SET EXERCISE =
Arrange the data below as a two-column Markdown table headed Row and Line. Number each line in order and skip any blank lines.

-- Start of DATA LINES --

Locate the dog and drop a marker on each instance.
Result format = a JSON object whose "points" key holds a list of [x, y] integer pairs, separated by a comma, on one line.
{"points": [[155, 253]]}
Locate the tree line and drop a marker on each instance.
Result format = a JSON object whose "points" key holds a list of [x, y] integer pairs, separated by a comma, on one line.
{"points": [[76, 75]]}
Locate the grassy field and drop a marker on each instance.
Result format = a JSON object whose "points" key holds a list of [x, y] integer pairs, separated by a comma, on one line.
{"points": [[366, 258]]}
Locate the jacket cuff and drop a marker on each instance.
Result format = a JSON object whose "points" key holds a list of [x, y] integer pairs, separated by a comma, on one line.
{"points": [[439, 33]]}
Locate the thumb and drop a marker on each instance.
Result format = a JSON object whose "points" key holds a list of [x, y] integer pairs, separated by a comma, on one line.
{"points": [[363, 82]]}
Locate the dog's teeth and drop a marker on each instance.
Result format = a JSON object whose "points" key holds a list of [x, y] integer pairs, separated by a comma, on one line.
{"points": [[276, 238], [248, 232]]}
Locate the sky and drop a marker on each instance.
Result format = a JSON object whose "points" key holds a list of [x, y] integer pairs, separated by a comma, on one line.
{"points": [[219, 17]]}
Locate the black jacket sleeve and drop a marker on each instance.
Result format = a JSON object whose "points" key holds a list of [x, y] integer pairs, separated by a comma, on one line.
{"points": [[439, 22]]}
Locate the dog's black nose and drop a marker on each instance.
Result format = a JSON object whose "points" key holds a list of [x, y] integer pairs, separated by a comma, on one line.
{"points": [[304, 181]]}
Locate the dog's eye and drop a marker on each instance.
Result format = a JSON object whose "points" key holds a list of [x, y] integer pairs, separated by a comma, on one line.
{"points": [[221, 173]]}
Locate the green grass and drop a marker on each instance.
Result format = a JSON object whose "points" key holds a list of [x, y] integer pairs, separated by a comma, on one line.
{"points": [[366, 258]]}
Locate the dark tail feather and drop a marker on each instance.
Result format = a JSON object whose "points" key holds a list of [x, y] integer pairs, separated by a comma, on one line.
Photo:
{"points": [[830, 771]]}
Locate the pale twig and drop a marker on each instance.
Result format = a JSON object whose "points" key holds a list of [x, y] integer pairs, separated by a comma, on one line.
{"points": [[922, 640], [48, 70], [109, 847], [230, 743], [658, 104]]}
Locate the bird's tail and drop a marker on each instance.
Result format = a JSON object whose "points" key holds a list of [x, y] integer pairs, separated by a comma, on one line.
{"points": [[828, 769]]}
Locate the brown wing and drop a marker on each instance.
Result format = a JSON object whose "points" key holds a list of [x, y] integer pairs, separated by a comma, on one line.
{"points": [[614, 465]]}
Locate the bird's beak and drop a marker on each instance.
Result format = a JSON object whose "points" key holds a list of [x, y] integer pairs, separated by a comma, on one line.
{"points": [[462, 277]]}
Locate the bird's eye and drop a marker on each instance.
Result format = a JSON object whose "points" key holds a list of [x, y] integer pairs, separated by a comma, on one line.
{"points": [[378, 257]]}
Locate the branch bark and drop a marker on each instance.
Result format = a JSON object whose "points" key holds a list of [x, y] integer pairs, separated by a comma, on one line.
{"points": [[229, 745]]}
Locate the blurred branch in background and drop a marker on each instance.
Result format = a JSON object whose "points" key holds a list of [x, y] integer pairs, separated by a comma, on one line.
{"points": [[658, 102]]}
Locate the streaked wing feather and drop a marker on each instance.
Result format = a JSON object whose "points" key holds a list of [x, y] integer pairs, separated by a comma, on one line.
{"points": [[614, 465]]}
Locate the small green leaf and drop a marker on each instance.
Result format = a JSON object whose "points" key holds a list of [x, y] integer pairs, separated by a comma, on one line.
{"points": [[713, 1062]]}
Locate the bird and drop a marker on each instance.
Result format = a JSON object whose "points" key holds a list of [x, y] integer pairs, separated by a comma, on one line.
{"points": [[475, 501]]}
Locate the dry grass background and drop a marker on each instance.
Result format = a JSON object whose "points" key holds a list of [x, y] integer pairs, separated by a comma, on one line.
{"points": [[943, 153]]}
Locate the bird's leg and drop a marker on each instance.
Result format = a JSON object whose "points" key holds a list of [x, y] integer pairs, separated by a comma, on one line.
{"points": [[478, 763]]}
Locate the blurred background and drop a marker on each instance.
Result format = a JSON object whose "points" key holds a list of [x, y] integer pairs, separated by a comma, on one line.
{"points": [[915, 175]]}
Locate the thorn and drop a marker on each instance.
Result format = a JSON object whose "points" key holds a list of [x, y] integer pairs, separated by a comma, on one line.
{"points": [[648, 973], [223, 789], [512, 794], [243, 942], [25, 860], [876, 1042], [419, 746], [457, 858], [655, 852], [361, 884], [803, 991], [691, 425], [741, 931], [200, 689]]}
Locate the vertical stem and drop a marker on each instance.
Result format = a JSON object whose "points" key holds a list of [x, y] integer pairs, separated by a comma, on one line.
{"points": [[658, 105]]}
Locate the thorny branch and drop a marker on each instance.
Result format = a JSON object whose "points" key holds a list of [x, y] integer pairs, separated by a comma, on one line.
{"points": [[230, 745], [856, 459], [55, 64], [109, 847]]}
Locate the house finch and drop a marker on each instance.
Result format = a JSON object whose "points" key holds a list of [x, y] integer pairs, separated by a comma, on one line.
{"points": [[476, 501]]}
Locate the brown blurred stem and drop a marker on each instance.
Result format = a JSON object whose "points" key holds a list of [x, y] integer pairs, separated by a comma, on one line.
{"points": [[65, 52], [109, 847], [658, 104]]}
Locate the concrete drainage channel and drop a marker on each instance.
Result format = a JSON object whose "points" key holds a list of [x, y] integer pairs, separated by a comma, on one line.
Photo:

-- End of DATA LINES --

ANSWER TO THIS EXERCISE =
| Row | Line |
|---|---|
| 1 | Locate the dog and drop a marker on each instance. |
| 2 | Result format = a JSON object whose "points" key holds a list of [x, y] integer pairs, separated by a comma, on one line. |
| 3 | {"points": [[155, 253]]} |
| 4 | Locate the tree line and drop a marker on each instance. |
| 5 | Result format = a JSON object whose "points" key holds a list of [x, y] integer pairs, separated by a comma, on one line. |
| 6 | {"points": [[76, 75]]} |
| 7 | Locate the grassy field and drop a marker on each instance. |
| 8 | Result format = a JSON object whose "points" key holds a list of [x, y] integer pairs, separated by a comma, on one line. |
| 9 | {"points": [[366, 258]]} |
| 10 | Locate the jacket cuff and drop a marker on each instance. |
| 11 | Result format = a JSON object whose "points" key holds a list of [x, y] integer pairs, separated by a comma, on one line. |
| 12 | {"points": [[439, 33]]} |
| 13 | Locate the thumb and drop a marker on each instance. |
| 14 | Result format = a JSON object whose "points" key holds a list of [x, y] integer pairs, separated by a comma, on one line. |
| 15 | {"points": [[363, 82]]} |
| 16 | Locate the dog's teeth and drop a marker on each instance. |
| 17 | Result format = a JSON object whose "points" key holds a list of [x, y] integer pairs, separated by a comma, on one line. |
| 18 | {"points": [[276, 238], [248, 232]]} |
| 19 | Locate the sky and drop a marker on each instance. |
| 20 | Result format = a JSON object whose "points" key holds a list of [x, y] integer pairs, separated by a comma, on one line. |
| 21 | {"points": [[219, 17]]} |
| 22 | Locate the black jacket sleeve and drop a marker on each instance. |
| 23 | Result format = a JSON object whose "points" key holds a list of [x, y] integer pairs, separated by a comma, on one line. |
| 24 | {"points": [[439, 22]]} |
| 25 | Locate the dog's black nose and drop a marker on each instance. |
| 26 | Result format = a JSON object whose "points" key holds a list of [x, y] integer pairs, separated by a comma, on one line. |
| 27 | {"points": [[304, 181]]} |
| 28 | Locate the dog's eye and drop a marker on each instance. |
| 29 | Result format = a JSON object whose "points" key holds a list of [x, y] integer pairs, separated by a comma, on one line. |
| 30 | {"points": [[221, 173]]} |
| 31 | Locate the green grass and drop a marker on each instance. |
| 32 | Result format = a JSON object whose "points" key holds a list of [x, y] integer pairs, separated by a comma, on one line. |
| 33 | {"points": [[366, 258]]} |
| 34 | Locate the dark tail feather and drop a marker on each instance. |
| 35 | Result format = a JSON object whose "points" key holds a list of [x, y] integer pairs, separated by a comma, on one line. |
| 36 | Photo: |
| 37 | {"points": [[830, 771]]} |
| 38 | Locate the pale twig and drop a marker on each instance. |
| 39 | Result format = a JSON object whose "points" key holds a list of [x, y] integer pairs, separated by a comma, on one line. |
| 40 | {"points": [[922, 640], [48, 70], [109, 847], [230, 743], [658, 104]]} |
| 41 | Locate the bird's tail and drop a marker on each instance. |
| 42 | Result format = a JSON object whose "points" key holds a list of [x, y] integer pairs, separated by a comma, on one line. |
| 43 | {"points": [[828, 769]]} |
| 44 | Locate the brown wing and drop a marker on each instance. |
| 45 | Result format = a JSON object whose "points" key holds a list of [x, y] integer pairs, separated by a comma, on one line. |
| 46 | {"points": [[614, 465]]} |
| 47 | Locate the bird's beak and drop a marker on each instance. |
| 48 | Result format = a JSON object whose "points" key holds a list of [x, y] integer pairs, separated by a comma, on one line. |
| 49 | {"points": [[462, 277]]} |
| 50 | Locate the bird's eye and drop a marker on each instance. |
| 51 | Result format = a JSON object whose "points" key holds a list of [x, y] integer pairs, separated by a comma, on one line. |
| 52 | {"points": [[378, 257]]} |
| 53 | Locate the branch bark and drop a marker on each instance. |
| 54 | Result format = a JSON object whose "points" key holds a list of [x, y] integer pairs, separated by a comma, on one line. |
| 55 | {"points": [[229, 745]]} |
| 56 | Locate the blurred branch in background and drop a marker on each instance. |
| 57 | Result format = a JSON object whose "points" key holds a list of [x, y] integer pairs, separated by a comma, on one line. |
| 58 | {"points": [[658, 102]]} |
| 59 | Locate the streaked wing feather and drop a marker on each instance. |
| 60 | Result format = a JSON object whose "points" key holds a list of [x, y] integer pairs, separated by a comma, on one line. |
| 61 | {"points": [[614, 465]]} |
| 62 | Locate the small green leaf and drop a marker on each instance. |
| 63 | Result format = a JSON object whose "points" key holds a list of [x, y] integer pairs, separated by a comma, on one line. |
| 64 | {"points": [[713, 1062]]} |
| 65 | Locate the bird and drop a marker on each instance. |
| 66 | Result format = a JSON object whose "points" key holds a list of [x, y] integer pairs, separated by a comma, on one line. |
| 67 | {"points": [[475, 501]]} |
| 68 | Locate the dry grass background and drop a marker on each instance. |
| 69 | Result format = a JSON object whose "points" key holds a list of [x, y] integer pairs, separated by a comma, on one line. |
| 70 | {"points": [[943, 153]]} |
| 71 | Locate the bird's leg and drop a marker on each instance. |
| 72 | Result format = a JSON object whose "points" key holds a list of [x, y] integer pairs, separated by a comma, on one line. |
| 73 | {"points": [[478, 763]]} |
| 74 | Locate the blurred background and drop a marker on each instance. |
| 75 | Result format = a JSON object whose "points" key holds a list of [x, y] integer pairs, separated by a comma, on one line. |
| 76 | {"points": [[915, 175]]} |
| 77 | Locate the thorn and drop a marker on each instance. |
| 78 | Result format = a JSON object whose "points" key holds a list of [x, y] integer pairs, separated by a comma, on one line. |
| 79 | {"points": [[648, 973], [223, 789], [512, 794], [243, 942], [25, 860], [876, 1042], [419, 746], [457, 858], [655, 852], [361, 884], [803, 991], [691, 425], [741, 931], [200, 689]]} |
| 80 | Locate the vertical stem and drop a marker on each instance. |
| 81 | Result format = a JSON object whose "points" key holds a list of [x, y] integer pairs, separated by a comma, on one line. |
| 82 | {"points": [[658, 105]]} |
| 83 | Locate the thorny branch and drop a marker on each instance. |
| 84 | Result format = a JSON object whose "points" key holds a list of [x, y] integer pairs, separated by a comma, on one line. |
| 85 | {"points": [[230, 745], [856, 459], [55, 64], [109, 847]]} |
| 86 | Locate the house finch and drop a marker on each instance. |
| 87 | Result format = a JSON object whose "points" key holds a list of [x, y] integer pairs, separated by a comma, on one line. |
| 88 | {"points": [[476, 501]]} |
| 89 | Locate the brown blurred stem and drop a marker on each instance. |
| 90 | Result format = a JSON object whose "points" key holds a list of [x, y] integer pairs, separated by a comma, on one line. |
| 91 | {"points": [[65, 52], [109, 847], [658, 104]]} |
| 92 | Locate the concrete drainage channel and drop a marker on each instance. |
| 93 | Result format = a JSON object whose "points" key holds a list of [x, y] integer pairs, separated by a comma, on one line. |
| 94 | Photo: |